WORK TO DO
Which lines in the items below contain the word "giraffe"? Identify each one and copy it out in full.

(Source data)

==================================================

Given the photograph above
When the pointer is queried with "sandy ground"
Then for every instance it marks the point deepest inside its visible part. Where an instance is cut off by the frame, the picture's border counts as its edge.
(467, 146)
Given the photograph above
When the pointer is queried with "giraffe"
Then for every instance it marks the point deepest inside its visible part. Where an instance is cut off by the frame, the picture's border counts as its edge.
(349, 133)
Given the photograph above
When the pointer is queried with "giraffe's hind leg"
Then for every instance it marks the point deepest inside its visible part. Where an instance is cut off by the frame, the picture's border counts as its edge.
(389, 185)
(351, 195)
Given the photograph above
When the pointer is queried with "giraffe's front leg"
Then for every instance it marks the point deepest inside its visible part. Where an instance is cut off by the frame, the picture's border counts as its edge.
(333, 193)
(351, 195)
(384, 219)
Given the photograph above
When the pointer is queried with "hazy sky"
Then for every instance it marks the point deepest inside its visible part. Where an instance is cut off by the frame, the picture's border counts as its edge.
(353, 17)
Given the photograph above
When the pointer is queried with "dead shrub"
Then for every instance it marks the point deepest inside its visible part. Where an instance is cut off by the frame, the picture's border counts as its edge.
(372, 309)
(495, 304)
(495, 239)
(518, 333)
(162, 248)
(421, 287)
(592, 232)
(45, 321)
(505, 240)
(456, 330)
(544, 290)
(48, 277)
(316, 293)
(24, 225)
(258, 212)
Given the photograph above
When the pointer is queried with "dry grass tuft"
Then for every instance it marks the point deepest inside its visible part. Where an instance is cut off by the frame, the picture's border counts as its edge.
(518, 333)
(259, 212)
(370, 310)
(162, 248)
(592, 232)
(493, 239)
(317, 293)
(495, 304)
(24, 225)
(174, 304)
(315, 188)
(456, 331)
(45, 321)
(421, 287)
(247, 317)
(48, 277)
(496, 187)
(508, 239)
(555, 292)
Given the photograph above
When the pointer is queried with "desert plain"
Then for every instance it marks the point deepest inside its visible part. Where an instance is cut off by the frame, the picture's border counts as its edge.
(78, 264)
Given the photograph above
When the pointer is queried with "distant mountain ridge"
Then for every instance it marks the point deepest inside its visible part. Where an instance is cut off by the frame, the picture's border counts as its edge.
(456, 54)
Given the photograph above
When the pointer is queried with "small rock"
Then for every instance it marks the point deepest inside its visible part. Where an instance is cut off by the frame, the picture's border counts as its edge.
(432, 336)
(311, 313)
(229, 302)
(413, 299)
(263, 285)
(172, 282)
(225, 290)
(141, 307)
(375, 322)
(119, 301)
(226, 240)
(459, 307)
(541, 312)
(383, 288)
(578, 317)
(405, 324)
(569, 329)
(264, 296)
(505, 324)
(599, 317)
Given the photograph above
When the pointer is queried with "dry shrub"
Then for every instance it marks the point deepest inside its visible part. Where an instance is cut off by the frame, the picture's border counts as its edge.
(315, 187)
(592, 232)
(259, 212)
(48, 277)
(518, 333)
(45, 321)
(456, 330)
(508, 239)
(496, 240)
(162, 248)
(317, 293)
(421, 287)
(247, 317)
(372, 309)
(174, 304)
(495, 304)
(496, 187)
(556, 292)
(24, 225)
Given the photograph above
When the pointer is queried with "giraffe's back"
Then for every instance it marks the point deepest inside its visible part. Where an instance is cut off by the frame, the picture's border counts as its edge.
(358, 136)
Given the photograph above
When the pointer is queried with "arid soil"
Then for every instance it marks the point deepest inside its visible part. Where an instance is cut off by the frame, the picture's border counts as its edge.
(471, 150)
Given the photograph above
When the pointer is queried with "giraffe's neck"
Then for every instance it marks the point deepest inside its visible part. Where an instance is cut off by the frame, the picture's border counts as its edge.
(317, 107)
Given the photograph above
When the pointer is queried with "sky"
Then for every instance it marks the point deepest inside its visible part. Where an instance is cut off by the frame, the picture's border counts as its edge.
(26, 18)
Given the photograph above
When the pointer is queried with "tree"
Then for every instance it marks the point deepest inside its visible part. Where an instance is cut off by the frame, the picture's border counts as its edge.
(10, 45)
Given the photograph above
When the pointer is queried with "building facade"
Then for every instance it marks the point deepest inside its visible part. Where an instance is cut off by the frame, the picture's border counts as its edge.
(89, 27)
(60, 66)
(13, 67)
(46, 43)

==================================================

ANSWER TO THE TASK
When the pointer is queried with "giraffe"
When the pointer is queried with "giraffe's hind leg"
When the pointer is queried with "giraffe's front leg"
When the pointer is queried with "giraffe's back"
When the pointer is queried with "giraffe's neck"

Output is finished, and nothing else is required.